[start of DATA SECTION]
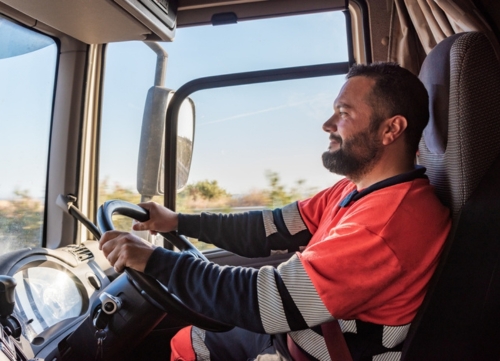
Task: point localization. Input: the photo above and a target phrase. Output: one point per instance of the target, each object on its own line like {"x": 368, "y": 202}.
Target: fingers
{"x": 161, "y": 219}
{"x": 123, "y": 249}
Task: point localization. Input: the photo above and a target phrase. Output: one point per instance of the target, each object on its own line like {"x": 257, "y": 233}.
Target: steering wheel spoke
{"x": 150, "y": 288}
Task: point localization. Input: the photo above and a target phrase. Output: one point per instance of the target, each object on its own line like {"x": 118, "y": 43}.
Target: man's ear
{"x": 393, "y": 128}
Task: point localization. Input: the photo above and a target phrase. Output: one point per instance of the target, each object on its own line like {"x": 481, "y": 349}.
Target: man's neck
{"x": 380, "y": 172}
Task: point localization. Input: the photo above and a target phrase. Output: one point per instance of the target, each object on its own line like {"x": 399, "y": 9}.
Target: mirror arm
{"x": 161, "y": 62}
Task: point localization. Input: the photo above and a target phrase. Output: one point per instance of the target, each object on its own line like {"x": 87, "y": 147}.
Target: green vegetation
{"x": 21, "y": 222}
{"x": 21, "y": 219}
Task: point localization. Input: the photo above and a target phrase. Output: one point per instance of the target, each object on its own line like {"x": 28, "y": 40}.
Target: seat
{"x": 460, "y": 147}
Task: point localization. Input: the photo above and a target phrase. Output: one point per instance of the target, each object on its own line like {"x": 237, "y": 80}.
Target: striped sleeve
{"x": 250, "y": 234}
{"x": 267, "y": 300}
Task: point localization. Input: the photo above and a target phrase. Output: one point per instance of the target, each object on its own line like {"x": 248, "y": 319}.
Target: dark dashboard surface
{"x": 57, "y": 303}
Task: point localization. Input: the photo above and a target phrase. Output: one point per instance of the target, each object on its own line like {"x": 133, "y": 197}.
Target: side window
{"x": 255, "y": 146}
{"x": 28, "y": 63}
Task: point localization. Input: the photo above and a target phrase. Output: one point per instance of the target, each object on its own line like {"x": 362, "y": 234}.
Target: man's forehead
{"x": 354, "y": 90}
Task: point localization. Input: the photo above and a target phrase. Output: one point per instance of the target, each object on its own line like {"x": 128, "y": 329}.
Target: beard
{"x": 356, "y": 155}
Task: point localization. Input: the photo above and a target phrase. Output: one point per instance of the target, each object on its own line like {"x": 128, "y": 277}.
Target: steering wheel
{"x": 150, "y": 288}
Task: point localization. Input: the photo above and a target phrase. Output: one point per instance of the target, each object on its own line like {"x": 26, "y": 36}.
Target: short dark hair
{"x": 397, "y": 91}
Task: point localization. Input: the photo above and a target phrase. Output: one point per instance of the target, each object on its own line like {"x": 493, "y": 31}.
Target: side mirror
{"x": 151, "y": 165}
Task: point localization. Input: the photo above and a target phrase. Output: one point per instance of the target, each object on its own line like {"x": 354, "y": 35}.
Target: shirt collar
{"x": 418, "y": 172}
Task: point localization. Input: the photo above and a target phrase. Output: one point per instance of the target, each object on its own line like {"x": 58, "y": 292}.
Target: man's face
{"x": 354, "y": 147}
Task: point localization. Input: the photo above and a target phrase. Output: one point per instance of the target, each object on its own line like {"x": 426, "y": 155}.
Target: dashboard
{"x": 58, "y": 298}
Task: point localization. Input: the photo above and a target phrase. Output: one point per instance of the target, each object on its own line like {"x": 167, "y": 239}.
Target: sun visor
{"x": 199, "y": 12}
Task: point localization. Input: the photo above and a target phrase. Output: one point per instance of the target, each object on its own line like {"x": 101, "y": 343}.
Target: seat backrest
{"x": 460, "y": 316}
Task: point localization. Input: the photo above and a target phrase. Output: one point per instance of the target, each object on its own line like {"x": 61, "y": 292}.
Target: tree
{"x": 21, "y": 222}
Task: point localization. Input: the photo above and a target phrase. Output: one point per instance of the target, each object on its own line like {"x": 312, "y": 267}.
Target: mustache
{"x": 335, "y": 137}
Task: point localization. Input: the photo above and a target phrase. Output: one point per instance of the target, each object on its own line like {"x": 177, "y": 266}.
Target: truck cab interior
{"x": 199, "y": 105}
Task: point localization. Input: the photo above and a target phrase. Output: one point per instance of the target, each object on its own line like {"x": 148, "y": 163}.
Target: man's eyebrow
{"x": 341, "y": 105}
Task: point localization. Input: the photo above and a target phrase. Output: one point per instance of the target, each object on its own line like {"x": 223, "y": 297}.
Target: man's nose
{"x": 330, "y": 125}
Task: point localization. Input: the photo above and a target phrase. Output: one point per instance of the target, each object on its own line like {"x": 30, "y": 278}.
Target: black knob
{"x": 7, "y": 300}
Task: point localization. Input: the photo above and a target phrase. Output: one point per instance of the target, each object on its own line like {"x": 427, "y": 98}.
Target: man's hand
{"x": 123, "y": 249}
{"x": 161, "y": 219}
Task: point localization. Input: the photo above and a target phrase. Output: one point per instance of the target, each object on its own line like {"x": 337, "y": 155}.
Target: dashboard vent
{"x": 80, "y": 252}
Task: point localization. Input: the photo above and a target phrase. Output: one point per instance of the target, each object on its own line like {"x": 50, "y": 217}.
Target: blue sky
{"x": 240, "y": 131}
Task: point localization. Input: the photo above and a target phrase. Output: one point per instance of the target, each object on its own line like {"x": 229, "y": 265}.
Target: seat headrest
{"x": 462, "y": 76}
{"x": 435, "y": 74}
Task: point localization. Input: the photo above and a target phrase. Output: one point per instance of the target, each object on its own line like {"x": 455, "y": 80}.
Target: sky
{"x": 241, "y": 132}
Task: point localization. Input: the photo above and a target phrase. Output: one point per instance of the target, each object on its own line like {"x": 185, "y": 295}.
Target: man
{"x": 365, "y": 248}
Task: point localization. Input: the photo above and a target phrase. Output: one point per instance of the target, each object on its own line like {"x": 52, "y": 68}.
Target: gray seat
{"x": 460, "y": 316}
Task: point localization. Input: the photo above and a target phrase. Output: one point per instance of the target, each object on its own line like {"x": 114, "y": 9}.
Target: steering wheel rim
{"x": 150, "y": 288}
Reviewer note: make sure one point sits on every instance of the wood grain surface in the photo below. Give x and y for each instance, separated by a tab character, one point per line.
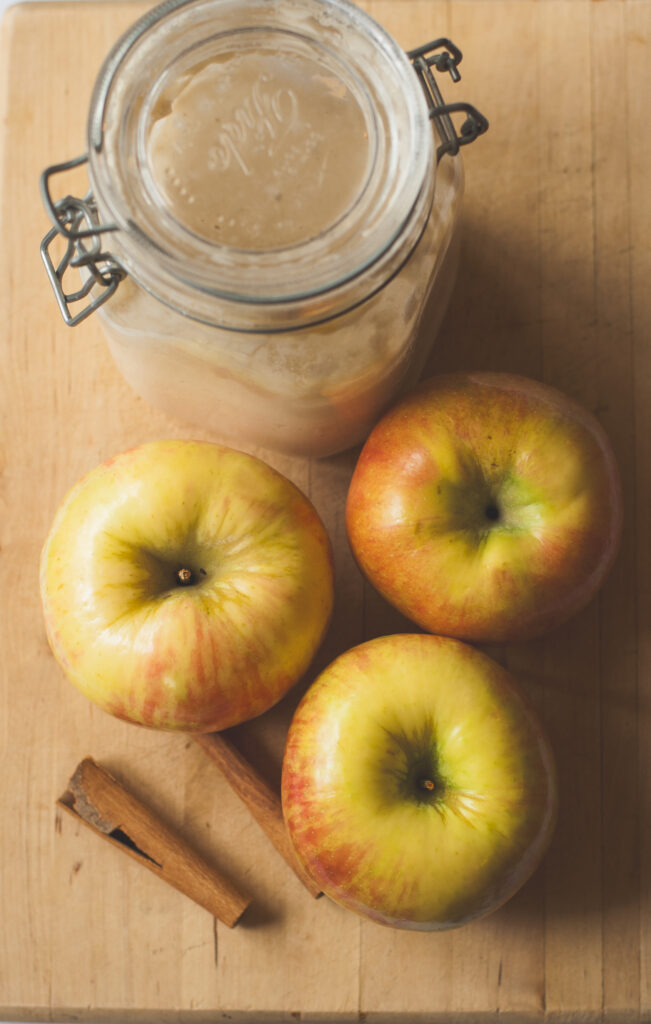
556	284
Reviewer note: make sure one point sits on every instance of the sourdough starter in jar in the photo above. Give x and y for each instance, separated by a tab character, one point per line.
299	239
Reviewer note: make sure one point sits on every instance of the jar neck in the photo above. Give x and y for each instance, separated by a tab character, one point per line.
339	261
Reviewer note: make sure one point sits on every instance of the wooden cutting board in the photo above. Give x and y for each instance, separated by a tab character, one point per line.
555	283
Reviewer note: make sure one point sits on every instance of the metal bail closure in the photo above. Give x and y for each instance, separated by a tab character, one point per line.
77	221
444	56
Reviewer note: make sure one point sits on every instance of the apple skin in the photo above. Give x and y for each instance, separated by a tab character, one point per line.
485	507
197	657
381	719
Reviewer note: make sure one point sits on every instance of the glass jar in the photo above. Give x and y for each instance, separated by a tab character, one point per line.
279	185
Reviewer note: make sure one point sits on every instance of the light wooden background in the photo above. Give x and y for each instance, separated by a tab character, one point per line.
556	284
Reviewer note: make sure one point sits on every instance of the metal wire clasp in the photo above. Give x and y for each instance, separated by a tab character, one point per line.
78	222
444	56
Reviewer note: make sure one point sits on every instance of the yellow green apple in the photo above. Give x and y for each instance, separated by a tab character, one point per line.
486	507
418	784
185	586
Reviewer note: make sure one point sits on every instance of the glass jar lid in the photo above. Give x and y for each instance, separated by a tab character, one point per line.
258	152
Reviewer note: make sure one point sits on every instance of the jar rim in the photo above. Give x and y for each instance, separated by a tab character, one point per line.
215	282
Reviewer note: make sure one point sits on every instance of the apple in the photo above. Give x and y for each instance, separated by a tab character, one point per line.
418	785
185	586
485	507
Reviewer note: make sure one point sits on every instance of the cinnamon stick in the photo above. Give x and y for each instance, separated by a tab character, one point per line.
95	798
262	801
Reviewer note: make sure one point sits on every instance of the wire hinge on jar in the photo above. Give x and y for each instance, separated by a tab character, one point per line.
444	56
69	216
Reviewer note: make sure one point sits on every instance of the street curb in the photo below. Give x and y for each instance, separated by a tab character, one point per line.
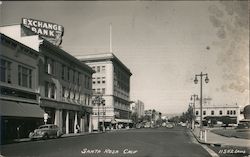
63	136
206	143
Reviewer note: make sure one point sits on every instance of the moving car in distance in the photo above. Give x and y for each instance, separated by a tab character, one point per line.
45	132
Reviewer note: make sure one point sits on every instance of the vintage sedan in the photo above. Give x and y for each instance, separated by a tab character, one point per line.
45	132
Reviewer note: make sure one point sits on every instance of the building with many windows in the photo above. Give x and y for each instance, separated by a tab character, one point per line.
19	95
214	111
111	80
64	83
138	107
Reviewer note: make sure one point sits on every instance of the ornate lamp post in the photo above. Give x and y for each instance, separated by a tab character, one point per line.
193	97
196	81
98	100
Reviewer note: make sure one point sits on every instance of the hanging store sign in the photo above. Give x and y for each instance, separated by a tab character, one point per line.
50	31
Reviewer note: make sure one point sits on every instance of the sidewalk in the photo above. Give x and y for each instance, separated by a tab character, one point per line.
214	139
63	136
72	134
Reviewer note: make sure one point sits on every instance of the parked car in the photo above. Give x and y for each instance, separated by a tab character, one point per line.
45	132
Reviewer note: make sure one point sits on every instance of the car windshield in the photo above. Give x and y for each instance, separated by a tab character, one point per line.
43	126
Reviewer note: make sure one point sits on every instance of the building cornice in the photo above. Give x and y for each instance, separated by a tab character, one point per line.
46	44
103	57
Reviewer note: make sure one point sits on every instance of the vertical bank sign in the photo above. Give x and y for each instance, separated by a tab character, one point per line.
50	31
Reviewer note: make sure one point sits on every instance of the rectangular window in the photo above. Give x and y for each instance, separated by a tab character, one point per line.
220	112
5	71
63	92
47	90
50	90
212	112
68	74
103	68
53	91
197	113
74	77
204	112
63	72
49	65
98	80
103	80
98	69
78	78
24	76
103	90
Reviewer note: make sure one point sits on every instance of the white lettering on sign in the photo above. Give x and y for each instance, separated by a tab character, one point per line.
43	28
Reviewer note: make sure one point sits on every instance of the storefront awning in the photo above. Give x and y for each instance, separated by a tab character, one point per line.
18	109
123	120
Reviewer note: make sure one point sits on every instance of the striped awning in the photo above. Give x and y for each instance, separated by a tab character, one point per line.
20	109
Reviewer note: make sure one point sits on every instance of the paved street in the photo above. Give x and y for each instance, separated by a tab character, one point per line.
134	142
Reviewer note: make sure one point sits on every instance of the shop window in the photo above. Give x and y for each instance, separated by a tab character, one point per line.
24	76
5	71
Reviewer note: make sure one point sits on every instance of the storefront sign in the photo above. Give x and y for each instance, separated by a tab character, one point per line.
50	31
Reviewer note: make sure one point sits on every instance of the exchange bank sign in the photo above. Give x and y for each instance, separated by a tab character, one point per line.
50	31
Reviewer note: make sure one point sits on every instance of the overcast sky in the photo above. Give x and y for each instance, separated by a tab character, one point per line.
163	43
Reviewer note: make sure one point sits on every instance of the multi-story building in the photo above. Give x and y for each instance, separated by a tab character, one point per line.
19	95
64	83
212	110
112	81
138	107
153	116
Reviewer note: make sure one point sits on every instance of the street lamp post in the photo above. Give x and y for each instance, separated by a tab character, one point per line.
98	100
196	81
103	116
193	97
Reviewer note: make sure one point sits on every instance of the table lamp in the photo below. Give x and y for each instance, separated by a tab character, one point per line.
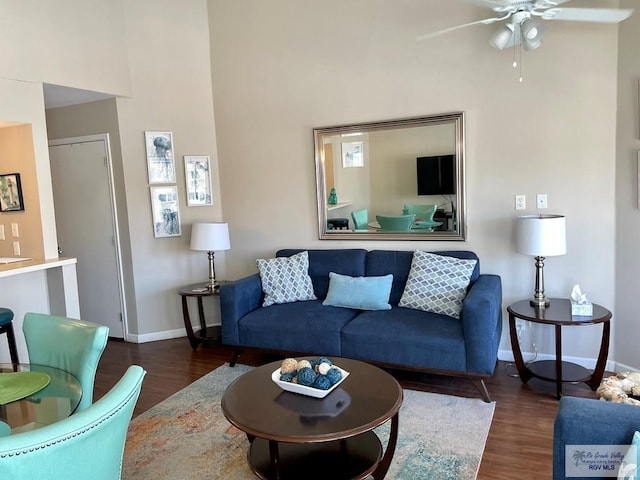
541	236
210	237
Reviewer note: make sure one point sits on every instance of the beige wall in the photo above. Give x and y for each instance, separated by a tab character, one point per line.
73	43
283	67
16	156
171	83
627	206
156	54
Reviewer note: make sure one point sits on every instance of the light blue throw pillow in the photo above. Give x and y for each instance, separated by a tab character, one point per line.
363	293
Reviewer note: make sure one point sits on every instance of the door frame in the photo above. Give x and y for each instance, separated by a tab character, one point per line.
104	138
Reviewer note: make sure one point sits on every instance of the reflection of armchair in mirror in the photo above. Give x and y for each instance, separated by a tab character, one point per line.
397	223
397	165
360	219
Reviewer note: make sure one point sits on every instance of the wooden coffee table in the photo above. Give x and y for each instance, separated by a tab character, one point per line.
[end of DATA SECTION]
YOUR TASK »
Beginning at the line that contains "the light blue", retype each line of the listing up to and including the last one, exactly as it stands, and nothing else.

EXERCISE SOLUTION »
Reviewer note: make sure one point sits on every instance of the light blue throw pillow in the photo above. Give x and y for each instance, separated by a tab character, one point per line.
363	293
Reviewer note: make sure one point sits on every instance of the door frame in the photo above. Give x and y for each instance, separated by a tab character, one point per line.
104	138
Reviewer note: make sure one point sits on every instance of the reflection of armchair in mirror in the photo above. Give x and y for each instance, separated by a tab character, one point per line.
397	223
397	165
360	219
Reviewer note: make sure one point sits on every instance of the wooden coffee table in the photo above. Give x and y for each instance, separated by a tab character, one point per line.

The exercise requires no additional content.